:: Request 1 ::
Show every line of the entries below that contains the word "post".

* START Excerpt *

Profile photo of Monica Ramsey. She is smiling and looking to the right of the camera.
Year started

2021

Subject

Archaeology

Fellow Type

Postdoctoral By-Fellows,

As an environmental archaeologist, with an expertise in microbotanical methods, phytolith, starch analysis and microcharcoal, I am interested in how people used plants in the past. More broadly I study how people used, modified and ultimately constructed their environments and how this feedback impacts human experience and plant-use.

During my PhD I conducted phytolith analysis at several key Epipaleolithic (ca. 23-14.7 cal. BP) sites in the Levant (Israel and Jordan) to investigate hunter-gatherer plant-use throughout the climate fluctuations of the late Pleistocene.

This research led me to consider the critical role of reliable resources, particularly wetland resources, to hunter-gatherer life-ways, a topic I contined to investigate during a Social Science and Humanities Research Council of Canada (SSHRC) post-doc (University of Toronto), and a Marie Curie Individual Fellowship (University of Cambridge).

* END Excerpt *
* START Dataset entries *

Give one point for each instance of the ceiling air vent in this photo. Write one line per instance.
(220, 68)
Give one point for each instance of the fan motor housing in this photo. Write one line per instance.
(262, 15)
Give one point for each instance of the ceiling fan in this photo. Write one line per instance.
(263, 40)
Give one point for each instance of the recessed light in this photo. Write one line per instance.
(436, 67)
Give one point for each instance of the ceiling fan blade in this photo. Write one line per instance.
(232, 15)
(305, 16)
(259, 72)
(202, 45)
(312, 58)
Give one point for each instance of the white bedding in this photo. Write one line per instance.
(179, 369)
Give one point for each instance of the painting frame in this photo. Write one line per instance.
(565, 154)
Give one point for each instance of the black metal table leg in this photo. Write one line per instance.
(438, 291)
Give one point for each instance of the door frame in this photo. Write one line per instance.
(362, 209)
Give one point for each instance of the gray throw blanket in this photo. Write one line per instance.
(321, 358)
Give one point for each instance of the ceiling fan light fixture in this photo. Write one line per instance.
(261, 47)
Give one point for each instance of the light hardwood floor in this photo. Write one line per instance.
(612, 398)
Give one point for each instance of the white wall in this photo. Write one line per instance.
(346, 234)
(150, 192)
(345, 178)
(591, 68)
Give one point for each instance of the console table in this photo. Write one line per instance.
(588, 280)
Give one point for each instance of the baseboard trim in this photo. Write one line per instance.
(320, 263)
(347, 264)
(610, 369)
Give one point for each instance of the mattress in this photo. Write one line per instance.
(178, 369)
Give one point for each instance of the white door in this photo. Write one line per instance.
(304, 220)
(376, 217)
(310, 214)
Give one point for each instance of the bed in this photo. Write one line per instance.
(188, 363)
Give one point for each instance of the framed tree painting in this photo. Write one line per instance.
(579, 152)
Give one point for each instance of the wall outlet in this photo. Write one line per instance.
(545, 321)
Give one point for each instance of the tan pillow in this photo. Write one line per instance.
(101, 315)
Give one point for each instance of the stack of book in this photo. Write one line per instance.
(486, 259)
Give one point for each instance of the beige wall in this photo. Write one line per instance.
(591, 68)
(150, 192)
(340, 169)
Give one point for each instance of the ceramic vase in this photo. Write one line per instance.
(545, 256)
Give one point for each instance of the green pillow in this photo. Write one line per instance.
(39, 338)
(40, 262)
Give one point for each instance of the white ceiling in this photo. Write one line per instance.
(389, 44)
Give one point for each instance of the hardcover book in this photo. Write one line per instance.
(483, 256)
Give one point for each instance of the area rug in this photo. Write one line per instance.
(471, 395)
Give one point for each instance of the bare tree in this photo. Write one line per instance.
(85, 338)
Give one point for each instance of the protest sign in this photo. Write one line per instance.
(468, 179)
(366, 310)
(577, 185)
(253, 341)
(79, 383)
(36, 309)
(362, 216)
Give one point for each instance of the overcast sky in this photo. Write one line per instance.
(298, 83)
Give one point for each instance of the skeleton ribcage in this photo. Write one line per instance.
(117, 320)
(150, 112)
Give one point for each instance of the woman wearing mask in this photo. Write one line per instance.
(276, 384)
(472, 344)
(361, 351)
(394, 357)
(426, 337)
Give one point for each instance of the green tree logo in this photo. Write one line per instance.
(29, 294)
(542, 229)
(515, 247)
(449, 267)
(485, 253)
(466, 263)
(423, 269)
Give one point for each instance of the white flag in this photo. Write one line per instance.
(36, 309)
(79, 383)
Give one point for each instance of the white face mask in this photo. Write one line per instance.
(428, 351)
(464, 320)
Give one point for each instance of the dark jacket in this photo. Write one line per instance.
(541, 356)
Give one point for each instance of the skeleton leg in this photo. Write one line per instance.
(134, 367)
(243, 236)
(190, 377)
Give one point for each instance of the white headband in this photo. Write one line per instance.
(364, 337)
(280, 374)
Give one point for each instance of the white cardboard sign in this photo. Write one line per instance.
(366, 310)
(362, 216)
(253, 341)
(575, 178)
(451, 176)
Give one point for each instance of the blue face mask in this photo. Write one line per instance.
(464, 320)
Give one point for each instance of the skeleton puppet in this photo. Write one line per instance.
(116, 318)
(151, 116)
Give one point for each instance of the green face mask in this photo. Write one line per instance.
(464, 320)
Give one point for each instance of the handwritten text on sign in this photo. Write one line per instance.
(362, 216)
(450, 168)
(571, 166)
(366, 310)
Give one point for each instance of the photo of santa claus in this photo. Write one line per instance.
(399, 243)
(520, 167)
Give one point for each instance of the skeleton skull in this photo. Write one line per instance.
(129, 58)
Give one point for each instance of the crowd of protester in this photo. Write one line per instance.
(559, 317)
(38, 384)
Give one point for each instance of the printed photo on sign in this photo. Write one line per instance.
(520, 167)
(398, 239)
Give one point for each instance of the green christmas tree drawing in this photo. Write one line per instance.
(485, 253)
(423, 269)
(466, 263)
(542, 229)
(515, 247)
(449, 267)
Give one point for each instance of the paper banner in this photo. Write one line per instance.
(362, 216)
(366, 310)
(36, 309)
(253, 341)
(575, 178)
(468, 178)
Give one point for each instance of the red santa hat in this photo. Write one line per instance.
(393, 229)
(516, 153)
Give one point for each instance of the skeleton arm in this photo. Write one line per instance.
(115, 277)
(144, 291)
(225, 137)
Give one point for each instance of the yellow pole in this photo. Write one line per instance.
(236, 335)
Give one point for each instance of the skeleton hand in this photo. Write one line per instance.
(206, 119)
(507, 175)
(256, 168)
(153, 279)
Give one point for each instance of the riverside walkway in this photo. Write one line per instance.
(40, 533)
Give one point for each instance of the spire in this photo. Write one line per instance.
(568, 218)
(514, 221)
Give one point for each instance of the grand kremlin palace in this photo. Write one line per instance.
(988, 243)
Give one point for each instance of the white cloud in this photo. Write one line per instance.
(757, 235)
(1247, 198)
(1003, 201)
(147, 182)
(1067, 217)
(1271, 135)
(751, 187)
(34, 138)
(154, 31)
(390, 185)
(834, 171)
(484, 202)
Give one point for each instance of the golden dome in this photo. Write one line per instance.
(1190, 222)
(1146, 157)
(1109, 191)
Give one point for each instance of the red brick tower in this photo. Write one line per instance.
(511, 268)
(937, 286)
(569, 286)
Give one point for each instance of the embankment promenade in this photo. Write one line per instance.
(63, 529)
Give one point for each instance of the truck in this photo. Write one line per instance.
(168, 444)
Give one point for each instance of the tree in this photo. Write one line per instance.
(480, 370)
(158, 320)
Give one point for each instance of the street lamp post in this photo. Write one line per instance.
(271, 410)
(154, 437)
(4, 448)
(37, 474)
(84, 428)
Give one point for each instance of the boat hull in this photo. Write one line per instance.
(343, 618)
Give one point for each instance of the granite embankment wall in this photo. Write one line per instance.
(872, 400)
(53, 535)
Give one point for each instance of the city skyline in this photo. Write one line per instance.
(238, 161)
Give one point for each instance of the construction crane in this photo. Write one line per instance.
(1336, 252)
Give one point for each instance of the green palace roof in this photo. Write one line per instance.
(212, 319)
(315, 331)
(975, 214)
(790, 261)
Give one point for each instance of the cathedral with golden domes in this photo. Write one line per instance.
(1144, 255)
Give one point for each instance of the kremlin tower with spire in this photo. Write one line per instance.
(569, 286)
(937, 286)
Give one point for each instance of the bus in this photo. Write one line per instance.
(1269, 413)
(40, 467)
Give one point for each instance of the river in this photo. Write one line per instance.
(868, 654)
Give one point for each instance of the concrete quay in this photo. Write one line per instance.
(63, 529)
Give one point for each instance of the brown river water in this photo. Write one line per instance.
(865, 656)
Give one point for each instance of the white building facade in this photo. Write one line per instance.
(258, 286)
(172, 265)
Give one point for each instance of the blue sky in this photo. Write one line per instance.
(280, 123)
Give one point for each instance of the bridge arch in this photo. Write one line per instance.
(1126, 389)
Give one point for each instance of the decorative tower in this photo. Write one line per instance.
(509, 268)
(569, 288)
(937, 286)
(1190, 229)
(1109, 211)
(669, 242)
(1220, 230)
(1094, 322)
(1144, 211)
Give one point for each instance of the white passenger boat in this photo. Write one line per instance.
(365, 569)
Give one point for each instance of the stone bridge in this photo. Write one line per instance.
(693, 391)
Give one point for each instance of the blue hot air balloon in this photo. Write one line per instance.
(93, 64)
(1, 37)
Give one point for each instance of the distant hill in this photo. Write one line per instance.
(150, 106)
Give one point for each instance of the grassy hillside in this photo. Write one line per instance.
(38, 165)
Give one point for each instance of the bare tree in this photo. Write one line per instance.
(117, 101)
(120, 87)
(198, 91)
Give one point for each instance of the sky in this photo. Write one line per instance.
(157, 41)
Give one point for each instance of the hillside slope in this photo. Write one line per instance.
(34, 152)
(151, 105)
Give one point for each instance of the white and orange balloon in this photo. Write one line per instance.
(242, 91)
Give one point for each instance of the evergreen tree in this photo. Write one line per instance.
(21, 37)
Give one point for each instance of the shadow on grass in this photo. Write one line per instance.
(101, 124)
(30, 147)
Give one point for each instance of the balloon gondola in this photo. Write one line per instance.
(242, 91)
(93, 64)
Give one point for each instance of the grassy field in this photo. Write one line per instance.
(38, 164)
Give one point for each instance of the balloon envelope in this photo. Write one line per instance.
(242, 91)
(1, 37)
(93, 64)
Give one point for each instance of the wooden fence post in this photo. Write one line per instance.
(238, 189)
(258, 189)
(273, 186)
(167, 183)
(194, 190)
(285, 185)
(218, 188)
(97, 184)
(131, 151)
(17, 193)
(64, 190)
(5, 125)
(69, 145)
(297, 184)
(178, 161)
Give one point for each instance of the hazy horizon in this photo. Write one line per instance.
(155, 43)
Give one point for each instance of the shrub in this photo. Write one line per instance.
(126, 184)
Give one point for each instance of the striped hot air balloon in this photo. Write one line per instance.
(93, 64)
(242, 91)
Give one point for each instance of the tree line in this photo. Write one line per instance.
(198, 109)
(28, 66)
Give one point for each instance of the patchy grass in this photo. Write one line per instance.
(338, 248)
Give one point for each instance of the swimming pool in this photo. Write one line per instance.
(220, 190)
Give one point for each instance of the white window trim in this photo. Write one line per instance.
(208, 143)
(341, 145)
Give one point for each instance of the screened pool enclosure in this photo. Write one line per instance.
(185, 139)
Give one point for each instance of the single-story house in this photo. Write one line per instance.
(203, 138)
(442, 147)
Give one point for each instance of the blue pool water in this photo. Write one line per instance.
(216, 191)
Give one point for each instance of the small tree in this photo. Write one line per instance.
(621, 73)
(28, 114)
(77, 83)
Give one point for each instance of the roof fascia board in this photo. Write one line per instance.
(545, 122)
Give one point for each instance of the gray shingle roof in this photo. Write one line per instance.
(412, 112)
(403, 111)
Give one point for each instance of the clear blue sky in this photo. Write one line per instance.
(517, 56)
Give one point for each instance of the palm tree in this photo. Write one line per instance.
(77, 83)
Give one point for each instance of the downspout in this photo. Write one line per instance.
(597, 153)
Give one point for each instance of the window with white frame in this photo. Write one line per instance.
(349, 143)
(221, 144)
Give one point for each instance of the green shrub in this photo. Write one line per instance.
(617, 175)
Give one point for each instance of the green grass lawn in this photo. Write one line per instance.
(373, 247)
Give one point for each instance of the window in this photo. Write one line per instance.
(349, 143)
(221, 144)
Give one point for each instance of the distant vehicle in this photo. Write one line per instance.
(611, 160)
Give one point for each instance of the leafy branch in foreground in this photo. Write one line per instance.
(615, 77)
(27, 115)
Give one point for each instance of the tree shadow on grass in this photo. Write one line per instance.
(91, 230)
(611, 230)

* END Dataset entries *

:: Request 2 ::
Retype the entire fellow profile above without any changes.

:: Full response 1 ::
Give one point for each instance of the street lamp post in this photo. Write one line per instance.
Give one point for each instance of the wooden fence post in this photo. Write one line per instance.

:: Full response 2 ::
Profile photo of Monica Ramsey. She is smiling and looking to the right of the camera.
Year started

2021

Subject

Archaeology

Fellow Type

Postdoctoral By-Fellows,

As an environmental archaeologist, with an expertise in microbotanical methods, phytolith, starch analysis and microcharcoal, I am interested in how people used plants in the past. More broadly I study how people used, modified and ultimately constructed their environments and how this feedback impacts human experience and plant-use.

During my PhD I conducted phytolith analysis at several key Epipaleolithic (ca. 23-14.7 cal. BP) sites in the Levant (Israel and Jordan) to investigate hunter-gatherer plant-use throughout the climate fluctuations of the late Pleistocene.

This research led me to consider the critical role of reliable resources, particularly wetland resources, to hunter-gatherer life-ways, a topic I contined to investigate during a Social Science and Humanities Research Council of Canada (SSHRC) post-doc (University of Toronto), and a Marie Curie Individual Fellowship (University of Cambridge).